▶ _Data in this exercise_:
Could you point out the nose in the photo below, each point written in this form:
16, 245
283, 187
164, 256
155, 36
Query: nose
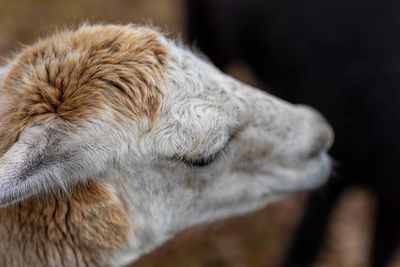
322, 135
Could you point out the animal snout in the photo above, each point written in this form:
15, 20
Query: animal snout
321, 133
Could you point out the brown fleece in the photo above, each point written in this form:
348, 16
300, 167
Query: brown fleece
107, 72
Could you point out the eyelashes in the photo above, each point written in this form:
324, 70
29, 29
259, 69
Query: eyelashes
208, 160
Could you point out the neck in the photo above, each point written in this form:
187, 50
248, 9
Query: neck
85, 228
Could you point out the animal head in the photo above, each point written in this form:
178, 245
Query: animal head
174, 139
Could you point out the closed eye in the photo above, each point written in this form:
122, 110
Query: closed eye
204, 161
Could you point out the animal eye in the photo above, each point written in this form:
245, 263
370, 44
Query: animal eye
202, 161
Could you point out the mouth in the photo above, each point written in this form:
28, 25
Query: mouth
310, 176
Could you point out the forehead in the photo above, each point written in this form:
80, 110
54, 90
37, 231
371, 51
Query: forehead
79, 74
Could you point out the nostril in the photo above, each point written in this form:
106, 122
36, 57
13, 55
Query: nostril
322, 142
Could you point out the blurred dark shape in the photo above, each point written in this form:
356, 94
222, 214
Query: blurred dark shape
341, 57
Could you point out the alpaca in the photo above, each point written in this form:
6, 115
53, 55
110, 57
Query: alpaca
114, 138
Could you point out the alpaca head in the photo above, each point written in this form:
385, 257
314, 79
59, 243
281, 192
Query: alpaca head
173, 138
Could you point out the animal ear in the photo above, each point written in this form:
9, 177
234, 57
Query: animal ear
44, 160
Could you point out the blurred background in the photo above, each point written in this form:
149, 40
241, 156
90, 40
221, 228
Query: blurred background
340, 56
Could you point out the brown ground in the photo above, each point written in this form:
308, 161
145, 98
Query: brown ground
255, 240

▶ _Assignment_: Exactly as they appear above, write out all the entries, but not the images.

▶ _Exercise result_:
Could you point out the nose in the photo below, each point written in this form:
16, 245
283, 187
164, 256
155, 36
Query: nose
322, 135
Could you point out the animal snout in the photo above, each point written in this form:
15, 20
Query: animal snout
321, 133
Could you point out the brown fleece in the photo above, each point written in this form:
348, 16
300, 167
Query: brown fleece
107, 72
Could you point out the eyelashes in the photo above, each point written in this form:
324, 70
29, 29
259, 69
Query: eyelashes
208, 160
Could you point out the neck in the photo above, each point written in this form:
187, 50
248, 9
Query: neck
85, 228
Could you point out the animal head in the photo above, each point written in this form:
178, 245
Query: animal head
174, 139
Could you point out the closed eye in the photo above, each point written in this form:
122, 110
Query: closed eye
204, 161
Could you point out the animal eye in the photo above, each point written in this form:
245, 263
370, 44
Query: animal eye
202, 161
Could you point out the mouth in the photo above, each point written in this form:
28, 25
Query: mouth
310, 176
Could you point out the forehead in the photo above, each point written in this form:
80, 110
54, 90
37, 231
371, 51
Query: forehead
79, 74
Could you point out the nostril in the photo above, each point written in this form:
106, 122
36, 57
13, 55
Query: nostril
322, 142
Could you point out the blurred dark shape in the photo above, each point written in this form:
356, 94
222, 214
Query: blurred dark shape
341, 57
Could you point out the alpaca in the photo above, each point written in this form:
6, 115
53, 55
110, 57
Query: alpaca
114, 138
Could you point out the alpaca head in the photo above, each point written in this form:
385, 257
314, 79
59, 243
281, 192
Query: alpaca head
173, 138
Could you point out the animal ear in the photo above, each point written in this form:
9, 177
234, 57
Query: animal ear
44, 160
Could you point out the blurred background in the photo above, each point written in this form:
149, 40
241, 156
90, 40
221, 228
Query: blurred background
340, 56
Could you point out the brown ground in the photo above, each point written in this form:
308, 161
145, 98
Query: brown ground
255, 240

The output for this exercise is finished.